Images do not belong in the copy. Retype all the entries below exactly.

Point-based annotation data -
───

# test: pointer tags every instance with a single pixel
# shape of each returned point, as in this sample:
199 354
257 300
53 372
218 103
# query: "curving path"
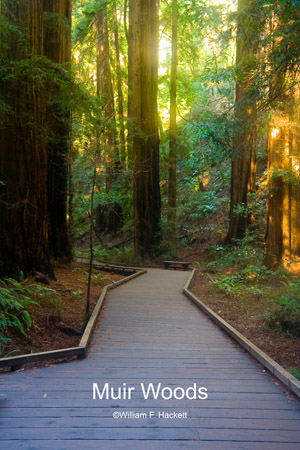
150 333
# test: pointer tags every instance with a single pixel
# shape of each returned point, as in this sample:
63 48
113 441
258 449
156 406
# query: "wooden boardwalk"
150 333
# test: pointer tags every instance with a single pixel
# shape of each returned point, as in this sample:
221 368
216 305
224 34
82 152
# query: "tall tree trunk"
243 171
122 148
108 216
24 221
172 137
143 122
105 92
57 47
283 202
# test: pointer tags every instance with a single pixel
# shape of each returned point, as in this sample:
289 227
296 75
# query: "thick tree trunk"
105 92
122 146
143 122
172 137
109 217
243 171
24 221
57 47
283 212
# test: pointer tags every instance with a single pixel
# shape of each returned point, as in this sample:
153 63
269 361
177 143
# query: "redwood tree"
143 122
172 137
57 47
243 169
24 222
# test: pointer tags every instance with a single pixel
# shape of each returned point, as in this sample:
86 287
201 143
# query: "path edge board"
278 371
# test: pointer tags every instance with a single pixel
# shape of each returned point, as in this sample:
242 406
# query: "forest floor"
60 308
65 307
248 313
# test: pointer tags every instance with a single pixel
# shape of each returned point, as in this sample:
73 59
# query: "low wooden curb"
16 362
279 372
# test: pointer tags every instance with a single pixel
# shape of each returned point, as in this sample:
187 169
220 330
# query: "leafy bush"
14 302
286 314
295 372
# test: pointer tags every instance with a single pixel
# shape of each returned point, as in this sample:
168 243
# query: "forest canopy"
136 129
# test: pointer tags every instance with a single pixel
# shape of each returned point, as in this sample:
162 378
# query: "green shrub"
14 302
286 310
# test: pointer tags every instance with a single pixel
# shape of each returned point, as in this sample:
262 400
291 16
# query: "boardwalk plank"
149 332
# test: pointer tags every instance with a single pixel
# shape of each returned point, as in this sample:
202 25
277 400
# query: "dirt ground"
247 314
57 310
66 308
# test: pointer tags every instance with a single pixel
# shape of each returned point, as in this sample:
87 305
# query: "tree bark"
243 170
24 222
143 123
122 146
172 137
283 202
108 216
57 47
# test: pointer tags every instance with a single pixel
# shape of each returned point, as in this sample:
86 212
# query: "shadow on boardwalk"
149 332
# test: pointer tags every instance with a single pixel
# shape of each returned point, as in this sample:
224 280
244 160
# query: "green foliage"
15 299
246 281
286 310
295 372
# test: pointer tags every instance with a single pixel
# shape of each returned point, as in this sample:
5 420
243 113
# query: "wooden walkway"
150 333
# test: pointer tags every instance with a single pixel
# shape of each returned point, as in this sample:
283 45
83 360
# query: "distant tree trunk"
24 220
143 122
283 202
243 171
108 216
172 137
105 92
122 148
57 47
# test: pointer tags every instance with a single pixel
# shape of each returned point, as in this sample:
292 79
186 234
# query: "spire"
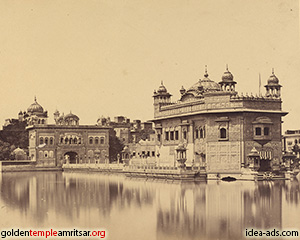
206 74
259 85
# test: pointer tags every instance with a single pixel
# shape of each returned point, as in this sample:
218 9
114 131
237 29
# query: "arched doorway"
72 157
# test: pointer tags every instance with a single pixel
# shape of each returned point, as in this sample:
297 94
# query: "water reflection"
145 209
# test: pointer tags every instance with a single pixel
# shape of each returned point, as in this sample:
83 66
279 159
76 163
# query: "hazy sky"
106 57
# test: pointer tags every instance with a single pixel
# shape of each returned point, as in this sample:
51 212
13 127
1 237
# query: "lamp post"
181 156
253 160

───

THE RESPONSE -
# test: pointer tags every instance with a single pixel
# shape of each returned point, as in this sample:
199 354
257 300
53 372
218 103
# query: "curving path"
150 333
# test: pointer tags every instance with a single pixel
# shape of each returned point, as in this sample:
63 48
113 441
258 449
156 406
# query: "wooden boardwalk"
150 333
# test: pointer tags every instance with a single pixel
# shape of each returned point, as in this sample:
221 368
216 305
224 34
82 152
# query: "tall tree trunk"
243 171
122 148
108 216
24 221
172 137
143 122
105 92
57 47
283 202
# test: pointer tags every instance with a single pixel
# shape of each returned point, as in this sample:
289 227
296 75
# query: "thick tree trunk"
105 92
122 146
143 122
172 137
109 217
243 171
24 221
57 47
283 212
# test: pointer tags every instance with a single pixel
# shape of each returned point, as in this sample:
153 63
269 361
177 143
# query: "redwood tree"
143 122
172 137
57 47
243 169
24 222
# test: pointer tags every instance with a single pixel
# shape of each returned point, as in this sample:
86 287
201 143
# query: "path edge board"
278 371
# test: pointer tags every instance with a single pixel
# shape of each returned point, as in this sample:
242 406
# query: "forest floor"
60 308
65 307
248 313
# test: pointer tags every instance with a single pixel
# shape of each returned point, as in this sample:
73 59
# query: "low wooden curb"
16 362
279 372
# test: pointer tags every instance with a single pixel
# shape of each returned point, as in this sample:
187 169
220 330
# query: "leafy bush"
14 302
286 314
295 372
# test: pointer tags every instance with a single pixel
# shape of each returned point, as in this sample:
168 243
# query: "forest canopy"
136 129
# test: pointer tags every instance with a single pixel
# shape of each returned point, as in this sample:
162 378
# query: "green shrub"
14 302
286 310
# test: pointer tags every instance with a single pixel
# shape of each returned point, as in this sample:
262 400
291 16
# query: "boardwalk plank"
149 332
# test: pointer tags every instance with a single pixel
# shape of each returned point, as in this sample:
202 25
277 400
# query: "dirt ground"
247 314
57 310
66 308
# test: pointer tags every instance with a single pixel
# shape of each returned point, as in this sample:
87 305
# query: "tree bark"
243 170
24 222
143 123
122 146
172 137
283 202
108 216
57 47
# test: pointer tags every instance with a single pixel
# shape of each returned point, as in this sample:
86 212
# query: "shadow on boardwalk"
149 332
# test: pointer tags every instance with a single pixel
# shape of each returned point, as in this sample:
224 280
244 160
# query: "green foliage"
15 299
246 281
286 310
295 372
# test: pointer tags every instance with a single pixel
# shape of each returned point, as in this sample:
5 420
243 113
# query: "wooden walkway"
150 333
# test: pointer tags every instance with a single pixel
# shape of each returned point, as in this sample:
283 45
83 360
# query: "distant tree trunk"
24 220
143 122
283 202
243 171
108 216
172 137
105 92
122 148
57 47
# test: pointer tags every instance with a single pixel
# shape of each returned point, as in this sample:
292 79
186 234
# query: "spire"
206 74
259 85
# test: pointer tags every instance with a single pixel
# shape of each returned point, as in this sample:
218 9
114 131
237 29
# query: "arched doorway"
72 157
# test: pointer tags every instance with a single pixel
# shape of each returned point, as in this sample:
297 94
# query: "water reflection"
145 209
# test: pointer tags every instance with a single pixel
# shape of each returned point, as in this sample:
83 66
279 159
76 163
# query: "hazy sky"
106 57
# test: pointer tags every instance with a single pixel
# shape of each returned point, as in this sample:
51 212
13 127
1 237
# query: "lamp post"
181 156
253 160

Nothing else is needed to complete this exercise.